**Work required**: Extract every line of the entries below and reproduce each one word for word, in the same order.

(Dataset rows)
========================
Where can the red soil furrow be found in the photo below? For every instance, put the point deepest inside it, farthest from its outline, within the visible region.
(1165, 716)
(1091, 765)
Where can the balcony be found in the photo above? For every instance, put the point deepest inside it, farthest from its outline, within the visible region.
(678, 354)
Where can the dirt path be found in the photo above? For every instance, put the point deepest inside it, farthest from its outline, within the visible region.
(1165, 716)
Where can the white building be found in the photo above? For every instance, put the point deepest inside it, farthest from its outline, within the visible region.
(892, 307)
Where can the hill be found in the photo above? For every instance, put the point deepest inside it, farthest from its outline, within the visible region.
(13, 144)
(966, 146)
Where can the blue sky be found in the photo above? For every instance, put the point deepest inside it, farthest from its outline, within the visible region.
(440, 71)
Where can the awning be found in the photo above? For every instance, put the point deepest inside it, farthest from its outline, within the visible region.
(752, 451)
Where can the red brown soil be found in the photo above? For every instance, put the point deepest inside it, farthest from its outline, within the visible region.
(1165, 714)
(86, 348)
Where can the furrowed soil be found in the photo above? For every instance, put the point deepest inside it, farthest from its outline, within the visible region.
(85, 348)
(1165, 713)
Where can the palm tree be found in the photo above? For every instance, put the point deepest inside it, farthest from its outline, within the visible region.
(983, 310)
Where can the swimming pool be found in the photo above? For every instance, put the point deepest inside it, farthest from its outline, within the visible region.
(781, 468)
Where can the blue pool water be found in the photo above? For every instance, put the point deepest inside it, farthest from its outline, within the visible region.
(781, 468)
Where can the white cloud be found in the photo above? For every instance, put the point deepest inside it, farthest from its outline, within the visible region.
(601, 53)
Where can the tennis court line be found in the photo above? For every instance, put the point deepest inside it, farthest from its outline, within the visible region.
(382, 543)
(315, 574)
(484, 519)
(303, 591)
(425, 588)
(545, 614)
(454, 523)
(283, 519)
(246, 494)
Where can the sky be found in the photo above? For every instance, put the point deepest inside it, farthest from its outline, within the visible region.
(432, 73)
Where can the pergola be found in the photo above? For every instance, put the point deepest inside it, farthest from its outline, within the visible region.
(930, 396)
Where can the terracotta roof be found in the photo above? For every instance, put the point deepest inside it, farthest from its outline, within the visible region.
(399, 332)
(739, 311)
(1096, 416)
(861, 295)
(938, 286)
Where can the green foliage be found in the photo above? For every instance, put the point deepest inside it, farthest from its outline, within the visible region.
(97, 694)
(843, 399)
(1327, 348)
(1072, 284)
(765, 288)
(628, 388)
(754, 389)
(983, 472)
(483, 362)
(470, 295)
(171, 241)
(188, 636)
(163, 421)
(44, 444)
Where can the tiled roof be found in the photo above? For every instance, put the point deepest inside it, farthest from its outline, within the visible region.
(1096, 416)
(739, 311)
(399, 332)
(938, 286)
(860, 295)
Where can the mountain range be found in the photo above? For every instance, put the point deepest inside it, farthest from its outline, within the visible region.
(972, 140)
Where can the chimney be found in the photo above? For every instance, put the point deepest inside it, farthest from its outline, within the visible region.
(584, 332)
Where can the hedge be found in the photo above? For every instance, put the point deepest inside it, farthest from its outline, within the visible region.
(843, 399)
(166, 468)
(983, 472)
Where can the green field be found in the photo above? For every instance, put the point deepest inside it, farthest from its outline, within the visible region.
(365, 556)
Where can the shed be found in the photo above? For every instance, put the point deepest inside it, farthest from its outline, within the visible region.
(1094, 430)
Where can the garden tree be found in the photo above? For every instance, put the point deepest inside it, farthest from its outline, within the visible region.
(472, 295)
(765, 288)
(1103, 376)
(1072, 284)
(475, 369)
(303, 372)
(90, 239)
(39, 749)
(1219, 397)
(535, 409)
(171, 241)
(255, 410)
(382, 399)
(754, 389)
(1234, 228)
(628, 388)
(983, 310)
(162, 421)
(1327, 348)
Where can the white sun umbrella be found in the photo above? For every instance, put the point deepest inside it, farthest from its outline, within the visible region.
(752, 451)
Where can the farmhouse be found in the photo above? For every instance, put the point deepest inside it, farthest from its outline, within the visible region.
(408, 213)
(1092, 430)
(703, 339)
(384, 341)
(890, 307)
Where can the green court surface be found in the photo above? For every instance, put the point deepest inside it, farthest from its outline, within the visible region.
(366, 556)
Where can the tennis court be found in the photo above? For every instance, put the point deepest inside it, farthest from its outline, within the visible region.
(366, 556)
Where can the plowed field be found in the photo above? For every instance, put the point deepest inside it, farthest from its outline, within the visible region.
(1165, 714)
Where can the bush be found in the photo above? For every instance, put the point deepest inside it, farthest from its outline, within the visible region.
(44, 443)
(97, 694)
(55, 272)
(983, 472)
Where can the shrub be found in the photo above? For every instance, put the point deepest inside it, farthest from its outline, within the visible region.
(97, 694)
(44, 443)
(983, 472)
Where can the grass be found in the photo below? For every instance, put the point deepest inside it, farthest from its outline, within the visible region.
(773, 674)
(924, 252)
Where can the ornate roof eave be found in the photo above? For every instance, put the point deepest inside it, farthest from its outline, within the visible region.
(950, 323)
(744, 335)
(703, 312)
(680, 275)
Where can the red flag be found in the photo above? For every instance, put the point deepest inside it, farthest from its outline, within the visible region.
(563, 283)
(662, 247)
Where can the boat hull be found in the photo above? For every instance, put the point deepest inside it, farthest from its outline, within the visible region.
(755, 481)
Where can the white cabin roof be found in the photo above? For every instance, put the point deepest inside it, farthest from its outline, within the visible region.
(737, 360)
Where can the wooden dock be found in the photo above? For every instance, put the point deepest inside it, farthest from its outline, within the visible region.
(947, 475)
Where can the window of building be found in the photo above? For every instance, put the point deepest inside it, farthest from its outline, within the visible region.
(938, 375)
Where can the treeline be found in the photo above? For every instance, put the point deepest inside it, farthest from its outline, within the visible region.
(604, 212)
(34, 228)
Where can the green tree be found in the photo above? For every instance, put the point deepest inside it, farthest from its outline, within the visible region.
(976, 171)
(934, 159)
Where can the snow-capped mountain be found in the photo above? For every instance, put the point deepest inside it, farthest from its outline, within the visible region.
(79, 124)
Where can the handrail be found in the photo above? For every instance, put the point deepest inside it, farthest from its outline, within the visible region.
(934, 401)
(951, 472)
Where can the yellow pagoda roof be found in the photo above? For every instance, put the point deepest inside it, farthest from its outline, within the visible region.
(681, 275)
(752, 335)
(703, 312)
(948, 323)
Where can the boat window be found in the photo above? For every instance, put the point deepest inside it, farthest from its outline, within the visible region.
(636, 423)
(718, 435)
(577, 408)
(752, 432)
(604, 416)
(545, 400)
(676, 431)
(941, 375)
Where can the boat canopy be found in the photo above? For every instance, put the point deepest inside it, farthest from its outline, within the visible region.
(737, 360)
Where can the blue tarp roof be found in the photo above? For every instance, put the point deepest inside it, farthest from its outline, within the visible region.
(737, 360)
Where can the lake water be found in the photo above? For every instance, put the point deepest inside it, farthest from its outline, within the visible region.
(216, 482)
========================
**Answer to the exercise**:
Where can the red soil furrow be found in the photo below? For every instance, put the point deepest inside it, farthest from its outline, within the visible region.
(1165, 716)
(1091, 765)
Where can the balcony be found in the photo above? For every instance, put the point deepest inside it, farthest from its outline, within the visible region.
(678, 354)
Where can the dirt path be found in the photo above? For every instance, put the point deepest inside it, farthest from its outline, within the visible region.
(1165, 716)
Where can the white building be found in the photo above? For every instance, put the point deepest inside it, farthest from its outline, within the visible region.
(892, 307)
Where can the hill be found in the photo above? For every instance, put the point deepest inside it, farthest from its outline, within the visible region.
(13, 144)
(966, 146)
Where can the blue sky be found in the photo above? For every instance, put the point deepest inside it, farthest from its outline, within the visible region.
(440, 71)
Where can the awning be found in the photo above? For every instance, put the point deepest inside it, farthest from its outline, within the visible region.
(752, 451)
Where can the red brown soil be found in the photo above? For every instance, put the point deepest inside it, farthest from its outline, within the visible region.
(1165, 714)
(86, 348)
Where can the furrowed soil be found in the photo above? For every instance, put the point deepest inside it, farthest from its outline, within the visible region.
(85, 348)
(1165, 713)
Where can the palm tree be found in the photo above? For every instance, put the point deepest inside it, farthest from its outline, within the visible region.
(983, 310)
Where can the swimming pool be found in the photo above? For every instance, put the point deepest inside it, farthest from its outline, within the visible region.
(781, 468)
Where can the blue pool water be found in the photo above? For every instance, put the point deepest inside it, farthest from its outline, within the visible region.
(781, 468)
Where can the white cloud be found in the photo above? For every instance, put the point deepest inside it, farthest from its outline, within the visible region.
(601, 53)
Where can the tennis court line be found in the photo above? For every instance, put the point deepest inside it, farthest from its outline, within the visible region.
(382, 543)
(315, 574)
(484, 519)
(303, 591)
(425, 588)
(545, 614)
(454, 523)
(283, 519)
(246, 494)
Where can the sky be found in the photo above? For every instance, put the point deepest inside it, farthest from its outline, within the visible region.
(432, 73)
Where can the pergola be found in the photo above? For every instance, put the point deepest inside it, farthest from its outline, within the visible region.
(930, 396)
Where can the terracotta roof be found in the photo above? For every instance, put the point deepest inside it, farthest from its outline, within the visible region.
(399, 332)
(739, 311)
(1096, 416)
(861, 295)
(938, 286)
Where can the green foliage be found in the photo above? For every instance, put the point deepest inside it, farthest from its outline, within the visible region.
(97, 694)
(843, 399)
(1327, 348)
(1072, 284)
(765, 288)
(628, 388)
(754, 389)
(983, 472)
(483, 362)
(470, 295)
(171, 241)
(188, 636)
(163, 421)
(44, 444)
Where can the tiled roof be found in the photo above? For every instance, put the point deepest inside it, farthest from its outline, within the visible region.
(1096, 416)
(739, 311)
(399, 332)
(938, 286)
(860, 295)
Where can the mountain range be found in the photo above? For every instance, put the point deepest inside it, farthest from its outline, within the visible region.
(972, 140)
Where can the chimney be found in the photo above? For every instance, put the point deepest inside it, farthest from its outline, within the visible region.
(584, 332)
Where can the hedge be found in the photo above? For every instance, put the point deepest inside it, farthest from its outline, within the visible region.
(843, 399)
(166, 468)
(983, 472)
Where can the green field be found in the photo above? For every instance, put the point deepest inside it, farthest from its outline, within the visible region.
(365, 556)
Where can the shed be found in the photo above? For every instance, put the point deepest inside it, farthest from its outline, within the visible region.
(1094, 430)
Where can the garden tree be found in the photo above? For every instance, put the point deepest inside it, farthest from its outline, within the visible region.
(472, 295)
(765, 288)
(1103, 376)
(1072, 284)
(475, 369)
(303, 372)
(90, 239)
(39, 749)
(1219, 397)
(535, 409)
(171, 241)
(255, 410)
(382, 399)
(754, 389)
(1234, 228)
(628, 388)
(983, 310)
(162, 421)
(1327, 348)
Where can the white sun umbrella be found in the photo above? For every instance, put the point deepest inside it, farthest from its outline, within the visible region.
(752, 451)
Where can the farmhouse be found in the photo above? For every instance, put the point deepest inside it, farthest from its outline, within the visible region.
(408, 213)
(1092, 430)
(703, 339)
(384, 341)
(890, 307)
Where can the green court surface be found in the photo above? For every instance, put the point deepest inside it, farthest from its outline, within the visible region.
(366, 556)
Where can the tennis court be found in the photo above? For every instance, put the point deepest inside it, farthest from its outline, within the visible region.
(366, 556)
Where can the plowed field be found in the photo above? For every instance, put the point deepest inside it, farthest from its outline, within the visible region.
(1165, 714)
Where can the bush be found in the photo above? For every instance, put the point deepest inside it, farthest from its outline, within the visible region.
(44, 443)
(97, 694)
(55, 272)
(983, 472)
Where can the shrub be found in the photo above? For every instance, put the point deepest inside it, farthest from its outline, within the visible region.
(97, 694)
(44, 443)
(983, 472)
Where can the grass be found in the photo below? For every instance, put the point deepest inside it, farthest from its outline, within the visible region.
(773, 674)
(924, 252)
Where can the ornate roof eave be found in the photo above? For every instance, put the point deepest inside it, farthest from its outline, within the visible region.
(950, 323)
(744, 335)
(703, 312)
(680, 275)
Where can the red flag be found in the photo above? For every instance, put the point deepest inside it, farthest from its outline, within the visible region.
(563, 283)
(662, 247)
Where can the boat hull be found in the photo above? For every instance, put the point deepest inside it, farthest from its outline, within the visible region.
(755, 481)
Where can the white cabin roof be found in the photo above? For every instance, put the point deepest inside it, farthest from its outline, within the visible region.
(737, 360)
Where can the wooden dock be found in the photo above? For every instance, put the point deepest inside it, farthest from its outline, within the visible region.
(947, 475)
Where can the window of building be found in the photo above? For every instance, put the point deepest inside it, farthest from its outline, within the visible region.
(938, 375)
Where can the treeline be found in the photo above? For every instance, put the point deepest inside it, farthest from its outline, within the visible region.
(604, 212)
(34, 228)
Where can the green tree be found in the photo above? For every instance, put the point deepest inside it, farthest from its outline, within the visible region.
(976, 171)
(934, 159)
Where can the snow-capped mountain be found in the photo above? For every instance, put the point deepest inside it, farthest from its outline, within the visible region.
(79, 124)
Where can the handrail be found in the photo above? For every instance, put the point deepest inside it, farthest from its outline, within the visible region.
(934, 401)
(951, 472)
Where can the yellow pagoda roof be found in the photo above? For every instance, put the point deepest inside it, farthest from its outline, within the visible region.
(681, 275)
(752, 335)
(703, 312)
(948, 323)
Where can the boat window be found in the photo above? For every instance, put the point deepest inside it, farthest from its outline, within the visible region.
(636, 423)
(718, 435)
(577, 408)
(752, 432)
(604, 416)
(545, 400)
(676, 431)
(941, 375)
Where can the boat canopy be found in the photo above? For every instance, put the point deepest inside it, farthest from its outline, within the visible region.
(737, 360)
Where can the blue tarp roof be found in the photo above? For every instance, put the point deepest inside it, farthest from its outline, within the visible region.
(737, 360)
Where can the lake water be found in the photo above? For every instance, put the point deepest inside it, farthest from its outline, within the visible region.
(216, 482)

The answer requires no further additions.